What the task asks:
Transcribe each record exactly, but omit pictures.

Saved data entries:
---*---

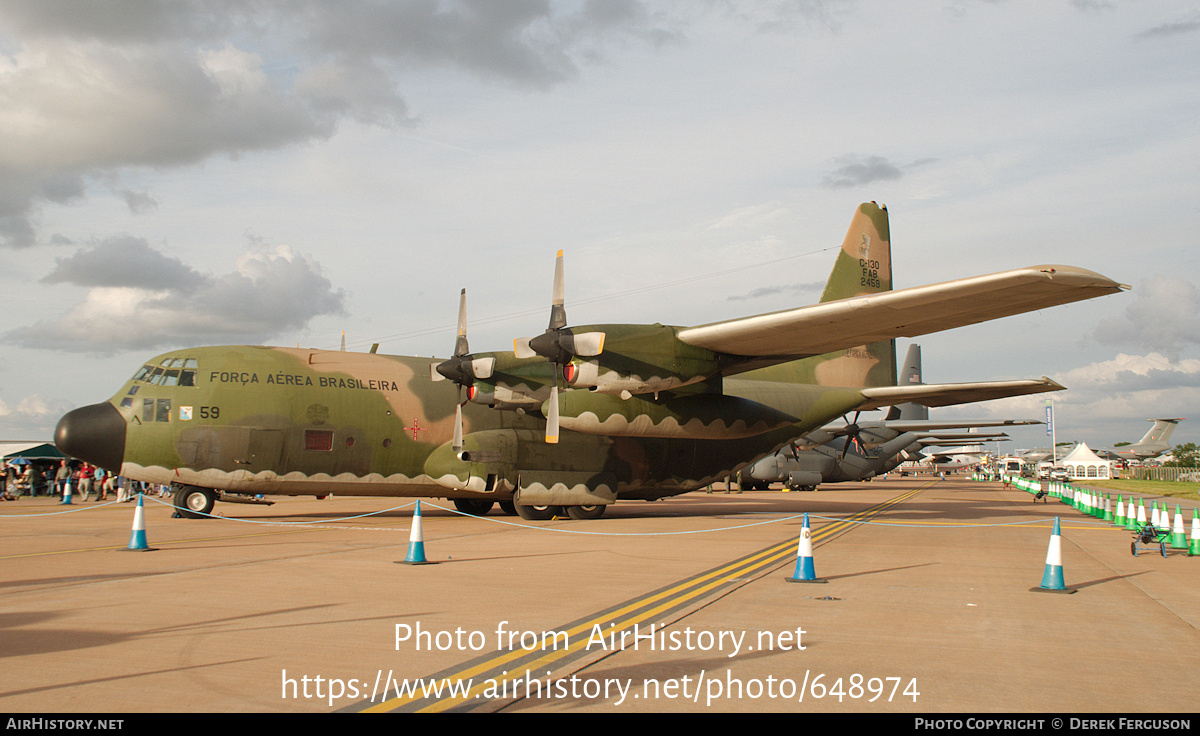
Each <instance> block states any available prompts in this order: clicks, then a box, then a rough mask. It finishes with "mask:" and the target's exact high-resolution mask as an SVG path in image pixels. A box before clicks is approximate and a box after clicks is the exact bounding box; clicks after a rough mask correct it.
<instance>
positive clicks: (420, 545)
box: [401, 501, 433, 564]
mask: <svg viewBox="0 0 1200 736" xmlns="http://www.w3.org/2000/svg"><path fill="white" fill-rule="evenodd" d="M401 564H433V563H432V562H430V561H428V560H426V558H425V532H424V529H422V528H421V502H420V501H418V502H416V509H415V510H414V511H413V531H410V532H409V533H408V556H407V557H404V561H403V562H402V563H401Z"/></svg>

---*---

Written solution:
Each <instance> block states any available prompts in this order: clicks, then a box, then a rough mask. It finishes with "mask:" and the target's exact high-resolution mask as an SVG path in image pixels. A box before clicks is approximate and a box after clicks is the exact bounding box; clicks after a rough mask correct it.
<instance>
positive clicks: (420, 545)
box: [401, 501, 433, 564]
mask: <svg viewBox="0 0 1200 736" xmlns="http://www.w3.org/2000/svg"><path fill="white" fill-rule="evenodd" d="M401 564H433V563H432V562H430V561H428V560H426V558H425V532H424V529H422V528H421V502H420V501H418V502H416V509H415V510H414V511H413V531H410V532H409V533H408V556H407V557H404V561H403V562H402V563H401Z"/></svg>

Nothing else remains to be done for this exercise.